YOUR GOAL:
Reproduce the records starting at the line containing "trace white painted handrail, every instance" and ending at the end of the records, requests included. Offset every coordinate in the answer outlines by adding 122, and leave the requests and their sample layouts unchanged.

[Boundary labeling records]
--------

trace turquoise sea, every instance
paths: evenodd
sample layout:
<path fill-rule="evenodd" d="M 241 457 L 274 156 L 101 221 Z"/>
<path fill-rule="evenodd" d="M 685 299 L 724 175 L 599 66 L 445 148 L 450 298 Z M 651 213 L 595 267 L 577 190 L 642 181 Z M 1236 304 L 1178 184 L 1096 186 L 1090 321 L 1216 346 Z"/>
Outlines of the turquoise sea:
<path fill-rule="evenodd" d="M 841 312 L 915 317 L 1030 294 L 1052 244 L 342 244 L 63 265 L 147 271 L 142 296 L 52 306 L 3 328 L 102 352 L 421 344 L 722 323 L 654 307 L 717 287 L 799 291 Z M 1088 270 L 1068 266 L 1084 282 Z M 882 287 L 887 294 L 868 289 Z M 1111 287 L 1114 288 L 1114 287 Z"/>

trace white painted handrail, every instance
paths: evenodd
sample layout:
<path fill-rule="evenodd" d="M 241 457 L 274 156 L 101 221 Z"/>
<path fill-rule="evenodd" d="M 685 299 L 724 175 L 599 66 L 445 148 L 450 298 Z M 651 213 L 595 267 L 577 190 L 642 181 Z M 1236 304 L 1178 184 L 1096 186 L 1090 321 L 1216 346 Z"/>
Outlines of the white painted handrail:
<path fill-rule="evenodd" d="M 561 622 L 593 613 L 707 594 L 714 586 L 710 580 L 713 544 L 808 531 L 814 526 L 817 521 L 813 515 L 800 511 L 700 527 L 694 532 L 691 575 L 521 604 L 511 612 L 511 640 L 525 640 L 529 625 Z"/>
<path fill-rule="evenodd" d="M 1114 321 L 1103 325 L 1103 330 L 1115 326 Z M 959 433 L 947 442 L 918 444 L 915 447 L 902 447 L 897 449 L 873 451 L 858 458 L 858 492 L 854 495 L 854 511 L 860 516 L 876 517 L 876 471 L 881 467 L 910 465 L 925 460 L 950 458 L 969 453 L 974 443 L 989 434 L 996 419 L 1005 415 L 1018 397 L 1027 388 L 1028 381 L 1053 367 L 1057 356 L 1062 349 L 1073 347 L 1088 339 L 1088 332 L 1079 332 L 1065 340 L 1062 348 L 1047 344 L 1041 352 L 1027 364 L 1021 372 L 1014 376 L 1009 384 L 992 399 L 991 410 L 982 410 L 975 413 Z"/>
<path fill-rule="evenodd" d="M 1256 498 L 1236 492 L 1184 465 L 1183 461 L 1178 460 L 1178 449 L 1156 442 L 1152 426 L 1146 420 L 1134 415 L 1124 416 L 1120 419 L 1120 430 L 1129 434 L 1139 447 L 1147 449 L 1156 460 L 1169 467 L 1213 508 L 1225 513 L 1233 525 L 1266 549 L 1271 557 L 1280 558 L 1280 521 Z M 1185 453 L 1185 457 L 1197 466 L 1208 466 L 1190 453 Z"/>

--------

CORRECT RESPONSE:
trace white painted handrail, every instance
paths: evenodd
sample layout:
<path fill-rule="evenodd" d="M 241 457 L 274 156 L 101 221 Z"/>
<path fill-rule="evenodd" d="M 685 299 L 724 175 L 599 66 L 445 148 L 450 298 Z M 651 213 L 595 267 L 577 190 L 642 181 Z M 1236 304 L 1178 184 L 1096 186 L 1090 321 L 1216 346 Z"/>
Outlines of the white painted handrail:
<path fill-rule="evenodd" d="M 683 744 L 715 735 L 829 716 L 836 708 L 832 702 L 835 666 L 930 653 L 936 648 L 939 643 L 935 637 L 922 633 L 822 649 L 816 654 L 813 697 L 643 726 L 633 734 L 633 762 L 647 762 L 651 747 Z"/>
<path fill-rule="evenodd" d="M 1236 443 L 1225 447 L 1225 452 L 1237 448 Z M 1081 555 L 1069 564 L 1040 566 L 1037 569 L 1024 569 L 1019 571 L 995 573 L 980 580 L 980 614 L 976 617 L 976 633 L 982 638 L 998 639 L 998 593 L 1003 589 L 1032 587 L 1047 582 L 1072 580 L 1091 575 L 1096 565 L 1111 556 L 1118 541 L 1127 537 L 1140 519 L 1149 510 L 1150 503 L 1175 489 L 1179 478 L 1184 471 L 1195 469 L 1210 461 L 1210 454 L 1201 454 L 1187 462 L 1184 470 L 1169 466 L 1163 474 L 1149 486 L 1143 494 L 1136 498 L 1131 506 L 1114 521 L 1113 532 L 1104 532 L 1097 535 Z"/>
<path fill-rule="evenodd" d="M 1378 620 L 1358 614 L 1306 587 L 1305 583 L 1300 582 L 1300 571 L 1278 564 L 1274 548 L 1268 542 L 1256 537 L 1246 538 L 1242 541 L 1242 552 L 1251 556 L 1261 569 L 1269 571 L 1278 582 L 1291 589 L 1335 630 L 1347 635 L 1355 647 L 1388 671 L 1393 679 L 1402 680 L 1402 643 Z M 1307 575 L 1307 579 L 1319 588 L 1330 588 L 1312 575 Z"/>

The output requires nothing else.